My friend Gene made this site.

New York Times (twice in 2013)

I wrote an opinion piece titled "When I Moved Online" that I was solicited for, and reviewed the novel Nothing by Anne Marie Wirth Cauchon.  When I was asked to review the novel, and started writing the review, I felt a lot of internalized pressure to write a review like what I imagined a NYTimes book review had to be like—summary of the book, state the books' positives and negatives, give a clear judgment on whether it was good, bad, terrible, brilliant, or what. I somehow was able to avoid doing all that, and my review ended up not offering any value judgment, but was more just analysis. I liked this because I don't like to think of art in terms of good or bad, or promote a view of art like that, but I don't think they liked it, and they didn't ask me to review again.

New York Observer (twice, in 2011 and 2014)

*Extracted data*.
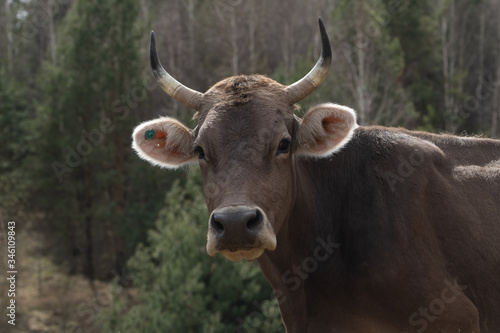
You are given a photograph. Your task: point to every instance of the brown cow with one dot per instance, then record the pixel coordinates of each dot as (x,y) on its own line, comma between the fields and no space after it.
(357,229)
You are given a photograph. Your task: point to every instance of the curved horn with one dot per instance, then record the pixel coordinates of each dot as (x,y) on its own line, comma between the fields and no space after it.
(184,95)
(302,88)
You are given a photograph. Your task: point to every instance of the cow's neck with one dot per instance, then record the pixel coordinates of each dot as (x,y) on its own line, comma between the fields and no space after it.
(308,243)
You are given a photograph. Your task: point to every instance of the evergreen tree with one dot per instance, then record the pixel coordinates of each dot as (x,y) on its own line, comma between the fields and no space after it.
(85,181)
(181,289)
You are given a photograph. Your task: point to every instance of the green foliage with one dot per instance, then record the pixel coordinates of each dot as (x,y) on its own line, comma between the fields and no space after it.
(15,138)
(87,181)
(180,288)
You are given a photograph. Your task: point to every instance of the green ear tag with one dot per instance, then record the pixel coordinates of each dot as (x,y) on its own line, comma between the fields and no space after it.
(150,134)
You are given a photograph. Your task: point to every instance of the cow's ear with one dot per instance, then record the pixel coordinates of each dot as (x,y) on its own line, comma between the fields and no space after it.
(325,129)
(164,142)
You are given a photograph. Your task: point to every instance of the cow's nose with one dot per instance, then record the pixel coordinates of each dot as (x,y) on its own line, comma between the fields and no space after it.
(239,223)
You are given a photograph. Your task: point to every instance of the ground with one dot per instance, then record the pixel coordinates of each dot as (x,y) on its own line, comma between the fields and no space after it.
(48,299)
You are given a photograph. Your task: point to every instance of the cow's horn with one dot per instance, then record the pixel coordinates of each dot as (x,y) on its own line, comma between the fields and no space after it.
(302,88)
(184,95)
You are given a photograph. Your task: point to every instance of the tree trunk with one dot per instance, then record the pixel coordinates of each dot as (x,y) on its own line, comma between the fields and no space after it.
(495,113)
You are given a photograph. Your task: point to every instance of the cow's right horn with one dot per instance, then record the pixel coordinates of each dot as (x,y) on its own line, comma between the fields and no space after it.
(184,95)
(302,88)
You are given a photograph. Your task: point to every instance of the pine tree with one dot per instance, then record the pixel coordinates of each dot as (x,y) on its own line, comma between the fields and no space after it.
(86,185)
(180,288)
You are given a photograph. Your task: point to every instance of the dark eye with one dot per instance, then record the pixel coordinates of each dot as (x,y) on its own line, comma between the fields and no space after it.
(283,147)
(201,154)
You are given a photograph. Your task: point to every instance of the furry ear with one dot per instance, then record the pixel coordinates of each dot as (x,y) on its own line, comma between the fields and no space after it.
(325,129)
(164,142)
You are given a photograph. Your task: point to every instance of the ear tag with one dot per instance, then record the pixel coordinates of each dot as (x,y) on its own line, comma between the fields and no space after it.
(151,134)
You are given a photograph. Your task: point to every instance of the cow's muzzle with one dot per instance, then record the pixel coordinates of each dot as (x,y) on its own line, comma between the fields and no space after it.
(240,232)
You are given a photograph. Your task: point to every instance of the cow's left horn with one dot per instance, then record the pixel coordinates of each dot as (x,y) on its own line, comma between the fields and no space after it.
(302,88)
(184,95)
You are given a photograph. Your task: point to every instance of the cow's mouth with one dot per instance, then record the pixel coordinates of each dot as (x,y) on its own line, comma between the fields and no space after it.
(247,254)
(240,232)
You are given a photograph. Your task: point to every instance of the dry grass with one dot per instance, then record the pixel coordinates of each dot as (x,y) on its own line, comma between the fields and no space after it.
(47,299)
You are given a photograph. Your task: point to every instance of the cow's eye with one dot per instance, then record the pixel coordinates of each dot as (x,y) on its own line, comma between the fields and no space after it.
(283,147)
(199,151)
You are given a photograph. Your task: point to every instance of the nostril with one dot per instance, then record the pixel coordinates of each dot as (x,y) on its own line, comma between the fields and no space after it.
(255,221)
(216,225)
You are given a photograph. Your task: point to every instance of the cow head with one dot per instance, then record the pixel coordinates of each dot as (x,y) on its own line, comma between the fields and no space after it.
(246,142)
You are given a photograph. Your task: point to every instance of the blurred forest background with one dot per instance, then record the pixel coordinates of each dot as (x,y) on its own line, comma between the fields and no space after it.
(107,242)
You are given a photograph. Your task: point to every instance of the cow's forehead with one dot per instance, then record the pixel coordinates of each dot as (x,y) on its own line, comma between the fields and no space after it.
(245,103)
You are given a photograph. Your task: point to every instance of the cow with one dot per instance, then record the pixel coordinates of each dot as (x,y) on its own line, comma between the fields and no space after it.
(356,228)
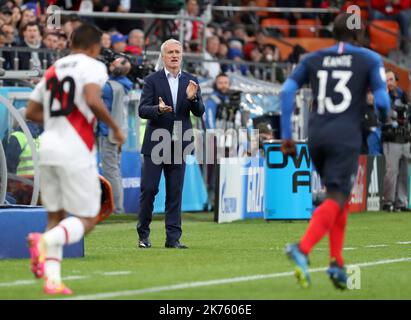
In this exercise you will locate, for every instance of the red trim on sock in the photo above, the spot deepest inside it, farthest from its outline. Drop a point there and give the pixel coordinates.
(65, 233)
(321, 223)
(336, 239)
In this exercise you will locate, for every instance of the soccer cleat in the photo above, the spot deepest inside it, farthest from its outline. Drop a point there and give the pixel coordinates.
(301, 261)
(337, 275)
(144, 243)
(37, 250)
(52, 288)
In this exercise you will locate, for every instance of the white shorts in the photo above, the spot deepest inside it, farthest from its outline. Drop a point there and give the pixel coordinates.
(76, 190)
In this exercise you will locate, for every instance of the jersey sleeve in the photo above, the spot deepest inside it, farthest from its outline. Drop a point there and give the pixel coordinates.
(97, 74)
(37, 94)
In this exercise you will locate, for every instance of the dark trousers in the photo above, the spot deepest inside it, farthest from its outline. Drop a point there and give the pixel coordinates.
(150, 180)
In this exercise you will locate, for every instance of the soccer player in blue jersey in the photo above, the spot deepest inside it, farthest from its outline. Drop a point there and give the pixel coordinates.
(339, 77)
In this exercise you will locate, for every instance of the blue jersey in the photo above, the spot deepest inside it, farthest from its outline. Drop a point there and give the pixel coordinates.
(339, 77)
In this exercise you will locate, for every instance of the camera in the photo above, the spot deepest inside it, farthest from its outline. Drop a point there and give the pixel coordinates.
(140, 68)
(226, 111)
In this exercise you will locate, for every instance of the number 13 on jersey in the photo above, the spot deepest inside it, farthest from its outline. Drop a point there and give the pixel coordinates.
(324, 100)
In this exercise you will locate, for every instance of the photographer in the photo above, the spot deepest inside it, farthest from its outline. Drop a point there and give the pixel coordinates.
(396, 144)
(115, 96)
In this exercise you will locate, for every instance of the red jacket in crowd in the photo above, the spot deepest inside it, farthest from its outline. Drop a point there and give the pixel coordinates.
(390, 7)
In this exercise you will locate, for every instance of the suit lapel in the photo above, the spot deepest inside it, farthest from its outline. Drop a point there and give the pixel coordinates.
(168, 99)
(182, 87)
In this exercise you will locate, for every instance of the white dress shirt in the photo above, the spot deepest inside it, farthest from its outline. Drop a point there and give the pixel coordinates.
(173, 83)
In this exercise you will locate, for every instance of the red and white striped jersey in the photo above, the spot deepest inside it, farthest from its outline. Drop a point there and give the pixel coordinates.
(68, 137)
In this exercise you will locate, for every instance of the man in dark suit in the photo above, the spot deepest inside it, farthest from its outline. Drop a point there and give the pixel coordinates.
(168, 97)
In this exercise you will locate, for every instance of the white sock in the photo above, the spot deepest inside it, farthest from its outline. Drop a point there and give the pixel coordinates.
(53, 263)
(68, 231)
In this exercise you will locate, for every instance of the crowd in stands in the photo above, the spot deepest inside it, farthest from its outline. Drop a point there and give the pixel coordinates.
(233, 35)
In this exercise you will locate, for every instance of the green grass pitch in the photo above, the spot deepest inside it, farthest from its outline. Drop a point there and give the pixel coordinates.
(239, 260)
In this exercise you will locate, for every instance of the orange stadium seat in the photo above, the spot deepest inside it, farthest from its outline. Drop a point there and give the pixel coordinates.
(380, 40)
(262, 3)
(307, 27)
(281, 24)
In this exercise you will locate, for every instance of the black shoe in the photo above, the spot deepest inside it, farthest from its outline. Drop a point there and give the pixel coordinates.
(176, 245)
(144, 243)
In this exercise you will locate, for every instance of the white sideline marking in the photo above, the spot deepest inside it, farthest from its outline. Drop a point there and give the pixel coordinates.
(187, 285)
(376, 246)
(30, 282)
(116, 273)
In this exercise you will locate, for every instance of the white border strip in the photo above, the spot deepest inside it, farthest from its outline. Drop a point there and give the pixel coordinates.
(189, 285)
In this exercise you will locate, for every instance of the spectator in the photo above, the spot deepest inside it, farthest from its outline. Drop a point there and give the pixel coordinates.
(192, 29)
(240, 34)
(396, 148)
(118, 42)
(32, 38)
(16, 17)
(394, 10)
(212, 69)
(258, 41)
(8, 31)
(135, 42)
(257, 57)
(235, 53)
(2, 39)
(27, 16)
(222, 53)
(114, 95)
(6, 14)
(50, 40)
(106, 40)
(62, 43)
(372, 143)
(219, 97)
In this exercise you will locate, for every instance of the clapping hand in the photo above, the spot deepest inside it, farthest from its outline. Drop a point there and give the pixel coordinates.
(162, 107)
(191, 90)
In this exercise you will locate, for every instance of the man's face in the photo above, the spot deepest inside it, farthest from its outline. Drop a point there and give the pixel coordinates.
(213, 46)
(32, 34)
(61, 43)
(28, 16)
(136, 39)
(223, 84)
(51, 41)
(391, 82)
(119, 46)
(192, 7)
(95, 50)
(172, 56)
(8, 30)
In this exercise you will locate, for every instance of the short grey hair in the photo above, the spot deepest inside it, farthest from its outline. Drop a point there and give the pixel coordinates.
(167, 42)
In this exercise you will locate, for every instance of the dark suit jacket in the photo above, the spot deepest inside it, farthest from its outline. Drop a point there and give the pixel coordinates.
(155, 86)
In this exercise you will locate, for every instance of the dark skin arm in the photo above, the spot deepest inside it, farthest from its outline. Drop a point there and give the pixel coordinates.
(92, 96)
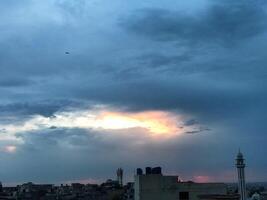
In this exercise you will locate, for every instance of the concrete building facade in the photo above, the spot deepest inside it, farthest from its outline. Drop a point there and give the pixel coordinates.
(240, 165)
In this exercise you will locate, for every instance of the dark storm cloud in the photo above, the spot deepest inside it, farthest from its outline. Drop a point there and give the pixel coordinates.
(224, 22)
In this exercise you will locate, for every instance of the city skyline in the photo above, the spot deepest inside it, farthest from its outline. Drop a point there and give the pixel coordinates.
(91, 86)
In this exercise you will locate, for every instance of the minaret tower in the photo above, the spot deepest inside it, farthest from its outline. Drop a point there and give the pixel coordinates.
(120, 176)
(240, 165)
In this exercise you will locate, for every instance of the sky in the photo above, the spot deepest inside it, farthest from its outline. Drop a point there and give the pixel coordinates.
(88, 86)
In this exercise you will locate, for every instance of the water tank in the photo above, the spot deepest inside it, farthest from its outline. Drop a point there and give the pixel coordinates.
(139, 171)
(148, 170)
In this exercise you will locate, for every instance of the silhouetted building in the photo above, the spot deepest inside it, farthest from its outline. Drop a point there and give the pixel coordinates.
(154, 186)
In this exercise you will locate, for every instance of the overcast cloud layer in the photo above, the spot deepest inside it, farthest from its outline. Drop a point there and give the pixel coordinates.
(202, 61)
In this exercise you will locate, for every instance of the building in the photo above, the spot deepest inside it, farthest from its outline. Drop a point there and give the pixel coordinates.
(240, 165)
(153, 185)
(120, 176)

*Problem details*.
Answer from the text on newspaper writing:
(a) Who made the site?
(b) What novel was reviewed for the New York Times, and who wrote it?
(c) In which years did the New York Observer pieces appear?

*Task result*.
(a) The writer's friend Gene.
(b) Nothing, by Anne Marie Wirth Cauchon.
(c) 2011 and 2014.